= Beginning of Section =

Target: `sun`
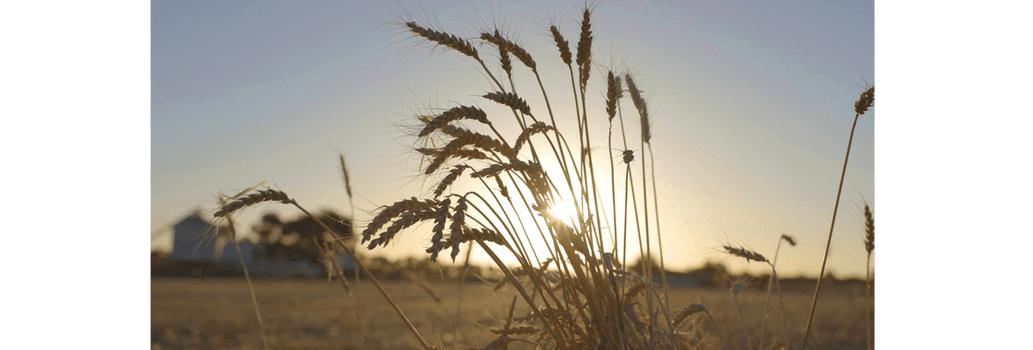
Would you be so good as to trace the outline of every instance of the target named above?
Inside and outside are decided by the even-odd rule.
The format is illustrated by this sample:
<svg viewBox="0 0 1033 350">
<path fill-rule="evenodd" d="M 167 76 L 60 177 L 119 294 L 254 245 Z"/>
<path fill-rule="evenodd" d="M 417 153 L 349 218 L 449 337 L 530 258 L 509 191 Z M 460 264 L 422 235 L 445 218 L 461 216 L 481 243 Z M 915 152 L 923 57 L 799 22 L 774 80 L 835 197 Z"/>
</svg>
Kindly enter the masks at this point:
<svg viewBox="0 0 1033 350">
<path fill-rule="evenodd" d="M 577 220 L 577 209 L 574 204 L 564 200 L 557 199 L 552 207 L 549 208 L 549 212 L 557 219 L 562 220 L 563 223 L 570 227 L 577 227 L 575 223 Z"/>
</svg>

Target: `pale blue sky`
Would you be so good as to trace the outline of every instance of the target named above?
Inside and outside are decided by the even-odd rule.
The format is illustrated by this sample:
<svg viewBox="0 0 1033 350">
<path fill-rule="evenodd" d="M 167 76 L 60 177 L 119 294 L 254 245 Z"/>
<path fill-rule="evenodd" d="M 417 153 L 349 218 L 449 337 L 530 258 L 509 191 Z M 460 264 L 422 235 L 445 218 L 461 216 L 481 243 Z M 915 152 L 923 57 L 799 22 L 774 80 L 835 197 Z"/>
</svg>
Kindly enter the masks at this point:
<svg viewBox="0 0 1033 350">
<path fill-rule="evenodd" d="M 310 209 L 347 213 L 338 152 L 360 210 L 416 195 L 411 138 L 395 125 L 418 108 L 487 107 L 476 96 L 491 86 L 474 61 L 394 24 L 402 8 L 464 37 L 502 18 L 538 61 L 550 96 L 567 97 L 566 67 L 542 23 L 555 18 L 573 48 L 581 4 L 153 2 L 151 229 L 263 180 Z M 590 112 L 604 120 L 602 67 L 630 68 L 646 91 L 669 267 L 745 266 L 714 248 L 730 240 L 772 254 L 788 233 L 800 245 L 783 250 L 780 270 L 815 274 L 853 102 L 862 79 L 875 83 L 873 4 L 607 1 L 593 30 L 599 68 L 589 103 L 599 103 Z M 519 68 L 518 90 L 533 82 Z M 874 203 L 877 111 L 878 103 L 854 136 L 829 260 L 838 275 L 864 272 L 859 206 Z M 267 205 L 241 222 L 280 210 L 297 215 Z M 425 232 L 401 238 L 385 254 L 426 244 Z"/>
</svg>

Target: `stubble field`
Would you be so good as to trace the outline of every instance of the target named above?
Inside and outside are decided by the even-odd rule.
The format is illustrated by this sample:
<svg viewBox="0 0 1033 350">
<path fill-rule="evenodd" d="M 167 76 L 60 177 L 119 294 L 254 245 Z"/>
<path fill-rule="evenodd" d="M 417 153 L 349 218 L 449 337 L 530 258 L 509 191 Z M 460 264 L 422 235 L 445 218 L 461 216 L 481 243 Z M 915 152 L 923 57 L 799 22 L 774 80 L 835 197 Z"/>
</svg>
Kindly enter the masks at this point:
<svg viewBox="0 0 1033 350">
<path fill-rule="evenodd" d="M 460 286 L 431 283 L 434 297 L 410 281 L 383 282 L 387 292 L 431 345 L 443 349 L 481 348 L 495 339 L 492 328 L 501 328 L 516 294 L 506 288 L 466 283 L 460 316 Z M 338 282 L 326 280 L 256 280 L 255 294 L 272 349 L 415 349 L 418 343 L 383 297 L 369 283 L 352 292 L 352 303 Z M 759 348 L 766 285 L 749 286 L 739 295 L 746 329 L 754 348 Z M 813 286 L 811 287 L 813 288 Z M 813 290 L 813 289 L 812 289 Z M 784 301 L 789 336 L 794 348 L 801 344 L 811 292 L 786 292 Z M 729 346 L 748 348 L 742 321 L 727 288 L 672 288 L 671 308 L 700 301 L 711 310 Z M 865 348 L 864 294 L 854 290 L 829 290 L 815 314 L 809 348 Z M 764 349 L 783 340 L 782 316 L 777 296 L 772 297 Z M 517 303 L 516 315 L 528 312 Z M 361 315 L 364 326 L 356 318 Z M 724 348 L 717 331 L 705 316 L 692 322 L 708 334 L 703 348 Z M 363 331 L 365 328 L 365 331 Z M 365 344 L 363 344 L 365 343 Z M 243 279 L 152 279 L 152 349 L 261 349 L 255 311 Z M 533 348 L 515 342 L 512 348 Z"/>
</svg>

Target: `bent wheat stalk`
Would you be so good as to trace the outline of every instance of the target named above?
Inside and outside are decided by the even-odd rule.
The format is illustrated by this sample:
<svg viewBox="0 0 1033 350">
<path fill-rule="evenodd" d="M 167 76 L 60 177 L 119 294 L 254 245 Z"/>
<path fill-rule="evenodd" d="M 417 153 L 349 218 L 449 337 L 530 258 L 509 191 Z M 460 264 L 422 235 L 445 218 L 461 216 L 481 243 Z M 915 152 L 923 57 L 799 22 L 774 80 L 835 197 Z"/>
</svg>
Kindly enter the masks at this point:
<svg viewBox="0 0 1033 350">
<path fill-rule="evenodd" d="M 761 322 L 760 326 L 760 348 L 764 348 L 764 338 L 768 331 L 768 305 L 771 303 L 771 286 L 778 283 L 778 275 L 774 273 L 775 265 L 778 264 L 778 252 L 782 249 L 782 241 L 786 241 L 790 246 L 796 246 L 796 239 L 793 236 L 783 234 L 782 237 L 778 238 L 778 244 L 775 245 L 775 257 L 771 260 L 771 278 L 768 279 L 768 292 L 766 300 L 764 301 L 764 321 Z M 786 308 L 782 302 L 782 290 L 779 288 L 778 291 L 778 302 L 782 305 L 782 331 L 786 333 L 786 344 L 789 343 L 789 331 L 786 330 Z"/>
</svg>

= End of Section =

WORK ORDER: A picture-free version of all the records, repeated exactly, is what to return.

EXERCISE RESULT:
Target: `sun`
Would you be so good as to trace the outline of every instance of the target named above?
Inside and outside are decided by the even-odd rule.
The format is illustrated by this sample:
<svg viewBox="0 0 1033 350">
<path fill-rule="evenodd" d="M 167 76 L 60 177 L 119 294 L 254 245 Z"/>
<path fill-rule="evenodd" d="M 417 153 L 349 218 L 449 337 L 530 258 L 509 191 Z M 460 264 L 422 235 L 445 218 L 461 216 L 481 243 Z M 915 152 L 923 57 L 799 22 L 774 80 L 835 197 Z"/>
</svg>
Kindly enter the masks at this point:
<svg viewBox="0 0 1033 350">
<path fill-rule="evenodd" d="M 577 220 L 577 209 L 574 204 L 564 200 L 557 199 L 552 207 L 549 208 L 549 212 L 557 219 L 562 220 L 563 223 L 570 227 L 577 227 L 575 223 Z"/>
</svg>

Target: `pale blue sky`
Would you be so good as to trace the outline of every instance of the target named above?
Inside and outside are decided by the even-odd rule.
The format is illustrated by this sample:
<svg viewBox="0 0 1033 350">
<path fill-rule="evenodd" d="M 167 76 L 60 177 L 119 294 L 254 245 Z"/>
<path fill-rule="evenodd" d="M 417 153 L 349 218 L 449 337 L 530 258 L 509 191 Z M 460 264 L 422 235 L 445 218 L 461 216 L 481 243 Z M 915 152 L 923 57 L 799 22 L 774 80 L 835 197 Z"/>
</svg>
Kindly enter the masks at this point:
<svg viewBox="0 0 1033 350">
<path fill-rule="evenodd" d="M 310 209 L 347 213 L 338 152 L 360 210 L 416 195 L 411 138 L 395 125 L 418 108 L 487 107 L 476 96 L 491 86 L 474 61 L 394 24 L 402 8 L 464 37 L 502 18 L 538 61 L 550 96 L 567 97 L 566 67 L 542 23 L 555 18 L 573 48 L 581 4 L 153 2 L 151 229 L 263 180 Z M 590 112 L 604 120 L 602 67 L 630 68 L 646 91 L 669 267 L 745 266 L 714 248 L 730 240 L 772 254 L 788 233 L 800 245 L 783 250 L 780 270 L 815 274 L 853 102 L 862 79 L 875 83 L 873 4 L 607 1 L 593 30 L 599 68 L 589 103 L 599 103 Z M 519 68 L 518 90 L 533 82 Z M 874 203 L 877 111 L 878 103 L 854 136 L 829 260 L 838 275 L 864 272 L 859 206 Z M 267 205 L 241 222 L 280 210 L 297 215 Z M 425 232 L 401 238 L 385 254 L 426 244 Z"/>
</svg>

Target: `stubble field`
Would you be so good as to trace the outline of every instance of the target named above?
Inside and outside are decided by the even-odd rule.
The format is illustrated by this sample:
<svg viewBox="0 0 1033 350">
<path fill-rule="evenodd" d="M 167 76 L 60 177 L 119 294 L 254 245 Z"/>
<path fill-rule="evenodd" d="M 417 153 L 349 218 L 449 337 L 530 258 L 509 191 Z M 460 264 L 422 235 L 445 218 L 461 216 L 481 243 Z M 915 152 L 923 57 L 799 22 L 774 80 L 835 197 Z"/>
</svg>
Kindly enter the masks at this point:
<svg viewBox="0 0 1033 350">
<path fill-rule="evenodd" d="M 460 286 L 431 283 L 434 297 L 410 281 L 383 282 L 387 292 L 431 345 L 443 349 L 481 348 L 495 339 L 492 328 L 501 328 L 516 294 L 506 288 L 466 283 L 460 316 Z M 338 282 L 326 280 L 256 280 L 255 294 L 272 349 L 415 349 L 418 343 L 383 297 L 369 283 L 352 292 L 352 303 Z M 759 348 L 766 285 L 749 286 L 739 295 L 746 329 L 754 348 Z M 813 286 L 811 287 L 813 288 Z M 813 290 L 813 289 L 812 289 Z M 784 301 L 789 336 L 794 348 L 801 344 L 811 292 L 786 292 Z M 729 346 L 748 348 L 742 321 L 727 288 L 672 288 L 671 308 L 700 301 L 711 310 Z M 865 348 L 864 294 L 854 290 L 829 290 L 815 314 L 809 348 Z M 764 349 L 783 340 L 782 316 L 777 296 L 772 297 Z M 517 303 L 516 315 L 528 312 Z M 361 315 L 364 326 L 356 318 Z M 724 348 L 717 331 L 705 316 L 692 322 L 708 334 L 703 348 Z M 363 331 L 365 328 L 365 331 Z M 365 344 L 363 344 L 365 343 Z M 243 279 L 152 279 L 152 349 L 261 349 L 255 311 Z M 533 348 L 515 342 L 512 348 Z"/>
</svg>

Target: `bent wheat stalk`
Would you be so good as to trace the outline of every instance of the target named above?
Inside and outside are decided by the even-odd rule.
The format is illustrated by this sample:
<svg viewBox="0 0 1033 350">
<path fill-rule="evenodd" d="M 167 76 L 60 177 L 119 294 L 254 245 Z"/>
<path fill-rule="evenodd" d="M 417 153 L 349 218 L 449 337 L 530 258 L 509 191 Z M 460 264 L 422 235 L 445 218 L 461 216 L 481 243 Z M 915 152 L 923 57 L 799 22 L 774 80 L 835 197 Z"/>
</svg>
Kindly enter the masks at this point:
<svg viewBox="0 0 1033 350">
<path fill-rule="evenodd" d="M 761 322 L 760 326 L 760 348 L 764 348 L 764 338 L 768 331 L 768 305 L 771 303 L 771 286 L 778 283 L 778 275 L 774 273 L 775 265 L 778 264 L 778 252 L 782 249 L 782 241 L 786 241 L 790 246 L 796 246 L 796 239 L 793 236 L 783 234 L 782 237 L 778 238 L 778 244 L 775 245 L 775 257 L 771 260 L 771 278 L 768 279 L 768 292 L 766 300 L 764 301 L 764 321 Z M 786 308 L 782 302 L 782 290 L 779 288 L 778 291 L 778 302 L 782 305 L 782 331 L 786 333 L 786 344 L 789 343 L 789 331 L 786 330 Z"/>
</svg>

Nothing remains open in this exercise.